▸ **GIVEN TASK**:
Format every line of the records below as a JSON list of strings, one string per line, leaving out blank lines.
-- BEGIN EXTRACTED ENTRIES --
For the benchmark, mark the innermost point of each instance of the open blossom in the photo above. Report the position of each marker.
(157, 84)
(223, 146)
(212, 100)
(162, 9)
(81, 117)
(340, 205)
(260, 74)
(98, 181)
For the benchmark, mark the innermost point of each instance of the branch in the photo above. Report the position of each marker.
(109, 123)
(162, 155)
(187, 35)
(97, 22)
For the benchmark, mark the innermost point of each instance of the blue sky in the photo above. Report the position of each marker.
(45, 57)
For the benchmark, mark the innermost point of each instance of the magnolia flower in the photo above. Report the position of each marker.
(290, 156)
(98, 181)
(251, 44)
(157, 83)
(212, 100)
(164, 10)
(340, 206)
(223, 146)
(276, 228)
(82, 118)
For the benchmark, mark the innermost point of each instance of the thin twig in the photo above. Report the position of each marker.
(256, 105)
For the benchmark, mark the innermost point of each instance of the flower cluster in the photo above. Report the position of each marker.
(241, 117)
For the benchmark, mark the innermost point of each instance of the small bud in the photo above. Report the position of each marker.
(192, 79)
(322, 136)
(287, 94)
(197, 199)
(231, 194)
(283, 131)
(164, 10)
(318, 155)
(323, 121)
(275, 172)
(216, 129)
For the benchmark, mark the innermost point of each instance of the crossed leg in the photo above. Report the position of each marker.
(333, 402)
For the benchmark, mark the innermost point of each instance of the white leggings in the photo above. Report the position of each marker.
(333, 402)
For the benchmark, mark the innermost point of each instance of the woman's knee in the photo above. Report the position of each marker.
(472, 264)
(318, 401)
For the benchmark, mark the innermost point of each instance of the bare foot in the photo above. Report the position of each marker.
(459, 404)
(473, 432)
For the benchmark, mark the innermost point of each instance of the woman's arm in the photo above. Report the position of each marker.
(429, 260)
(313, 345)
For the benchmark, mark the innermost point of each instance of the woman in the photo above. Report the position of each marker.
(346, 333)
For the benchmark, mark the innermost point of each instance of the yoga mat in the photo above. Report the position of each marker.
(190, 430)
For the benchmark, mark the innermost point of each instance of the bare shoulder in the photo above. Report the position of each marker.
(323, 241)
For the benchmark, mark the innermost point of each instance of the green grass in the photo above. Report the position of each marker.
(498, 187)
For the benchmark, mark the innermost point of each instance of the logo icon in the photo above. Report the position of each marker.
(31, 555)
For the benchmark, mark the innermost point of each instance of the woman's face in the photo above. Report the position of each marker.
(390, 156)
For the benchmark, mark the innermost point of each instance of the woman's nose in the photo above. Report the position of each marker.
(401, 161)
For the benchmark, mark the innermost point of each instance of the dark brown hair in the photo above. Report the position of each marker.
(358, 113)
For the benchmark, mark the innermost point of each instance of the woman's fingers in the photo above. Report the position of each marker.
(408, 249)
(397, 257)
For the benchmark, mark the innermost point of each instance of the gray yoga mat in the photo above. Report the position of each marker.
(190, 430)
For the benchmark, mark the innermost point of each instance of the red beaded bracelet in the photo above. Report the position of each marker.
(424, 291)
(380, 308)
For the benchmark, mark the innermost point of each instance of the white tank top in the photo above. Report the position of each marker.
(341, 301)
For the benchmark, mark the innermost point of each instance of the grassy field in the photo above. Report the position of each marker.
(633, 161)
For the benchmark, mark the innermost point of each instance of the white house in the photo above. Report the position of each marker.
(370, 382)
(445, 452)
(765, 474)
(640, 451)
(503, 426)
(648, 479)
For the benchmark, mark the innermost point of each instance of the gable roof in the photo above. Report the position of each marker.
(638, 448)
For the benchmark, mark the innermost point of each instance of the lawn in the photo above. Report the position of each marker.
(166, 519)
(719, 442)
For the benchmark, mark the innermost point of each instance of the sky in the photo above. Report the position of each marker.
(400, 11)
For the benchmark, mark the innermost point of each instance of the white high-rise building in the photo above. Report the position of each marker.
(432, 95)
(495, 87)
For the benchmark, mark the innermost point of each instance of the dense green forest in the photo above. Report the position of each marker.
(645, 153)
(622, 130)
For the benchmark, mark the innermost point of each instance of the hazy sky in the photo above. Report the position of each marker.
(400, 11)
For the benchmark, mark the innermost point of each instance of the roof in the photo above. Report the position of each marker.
-- END EXTRACTED ENTRIES --
▸ **CORRECT RESPONSE**:
[
  "For the benchmark, mark the innermost point of each instance of the open blossom in the photo above. Report the position of each marker.",
  "(157, 84)",
  "(223, 146)",
  "(212, 100)",
  "(162, 9)",
  "(81, 117)",
  "(340, 205)",
  "(260, 74)",
  "(98, 181)",
  "For the benchmark, mark the innermost point of each instance of the branch in the photo above. Report the position of each marker.",
  "(109, 123)",
  "(162, 155)",
  "(187, 35)",
  "(97, 22)",
  "For the benchmark, mark the innermost point of each instance of the blue sky in the photo above. Report the position of each marker.",
  "(45, 57)",
  "For the benchmark, mark the innermost point of each instance of the magnolia flower in the photo above. Report the position of each marker.",
  "(290, 156)",
  "(98, 181)",
  "(251, 44)",
  "(157, 83)",
  "(212, 100)",
  "(164, 10)",
  "(340, 206)",
  "(223, 146)",
  "(276, 228)",
  "(82, 118)",
  "For the benchmark, mark the innermost point of each instance of the thin twig in the photo above. Report the position of each marker.",
  "(256, 105)",
  "For the benchmark, mark the innermost point of each instance of the flower cluster in the photo above. Report the position of each marker.",
  "(241, 117)",
  "For the benchmark, mark the innermost point of each instance of the small bud in the photo above. Report the position of each marker.",
  "(192, 79)",
  "(322, 136)",
  "(287, 94)",
  "(197, 199)",
  "(231, 194)",
  "(283, 131)",
  "(164, 10)",
  "(318, 155)",
  "(323, 121)",
  "(275, 172)",
  "(216, 129)",
  "For the benchmark, mark the innermost point of each instance of the crossed leg in the photo above. Report the position of each marker.",
  "(333, 402)",
  "For the benchmark, mark the innermost point of each instance of the white leggings in the photo above. Report the position of each marker.",
  "(333, 402)",
  "For the benchmark, mark the innermost point of each instance of the woman's knee in the photo above. Report the position of each marker.",
  "(472, 264)",
  "(318, 401)",
  "For the benchmark, mark the innermost point of each instance of the bare foot in the photo above. Report the position of each marker.",
  "(459, 404)",
  "(473, 432)",
  "For the benchmark, mark the innermost point of each instance of the woman's arm in the photo above. Report the position of each marker.",
  "(429, 260)",
  "(313, 345)",
  "For the benchmark, mark the innermost point of each instance of the woman in the photo above. Report the position of each marker.",
  "(346, 333)",
  "For the benchmark, mark the innermost point of each instance of the yoga mat in the photo above. Report the position of each marker.",
  "(190, 430)",
  "For the benchmark, mark the innermost point of each instance of the bare shoulder in the photo above. Report the position of each marker.",
  "(323, 241)",
  "For the benchmark, mark the innermost point of each instance of the green grass in the photo above. Report the position of each marker.",
  "(498, 187)",
  "For the benchmark, mark the innermost point of each instance of the logo icon in the photo above. Report the position of each marker.",
  "(31, 555)",
  "For the benchmark, mark the innermost point of each instance of the woman's face in the photo above. Report the position of each marker.",
  "(390, 156)",
  "For the benchmark, mark the innermost point of each instance of the woman's nose in the photo above. Report the position of each marker.",
  "(401, 161)",
  "For the benchmark, mark the innermost point of each instance of the dark brown hair in the photo above. Report the position of each marker.",
  "(358, 113)",
  "For the benchmark, mark the innermost point of each instance of the woman's fingers in the photo above. Report the position of each marker.",
  "(408, 249)",
  "(397, 257)",
  "For the benchmark, mark the innermost point of each instance of the gray yoga mat in the photo above. Report the position of each marker.",
  "(190, 430)",
  "For the benchmark, mark the innermost point of each instance of the red beaded bracelet in the photo above. Report the position of each marker.",
  "(424, 291)",
  "(380, 308)",
  "For the benchmark, mark the innermost point of each instance of the white tank top in the photo above. Report the position of each marker.",
  "(341, 301)",
  "For the benchmark, mark the innermost point of each instance of the grassy field in the photo above. Report the position of each marker.",
  "(633, 161)",
  "For the benchmark, mark the innermost point of each instance of the white house in the photo above. Report the position of each marker.",
  "(370, 382)",
  "(445, 452)",
  "(765, 474)",
  "(640, 451)",
  "(503, 426)",
  "(648, 479)",
  "For the benchmark, mark the innermost point of each instance of the gable roof in the photo above. Report the position of each marker.",
  "(638, 448)",
  "For the benchmark, mark the innermost point of each instance of the lawn in the photo above. Report the position of each marker.",
  "(166, 519)",
  "(719, 442)",
  "For the benchmark, mark the innermost point of each instance of the sky in the photo above. Report the position of each marker.",
  "(400, 11)",
  "For the benchmark, mark the innermost point of each instance of the white high-rise building in the photo above. Report the position of each marker.",
  "(432, 95)",
  "(495, 87)",
  "For the benchmark, mark the innermost point of each instance of the dense green forest in the photo above. Report the position of each marker.",
  "(645, 153)",
  "(622, 130)",
  "For the benchmark, mark the innermost point of each instance of the hazy sky in the photo above. Report the position of each marker.",
  "(400, 11)",
  "For the benchmark, mark the innermost point of each instance of the roof in the photo above. Report the position of each marker."
]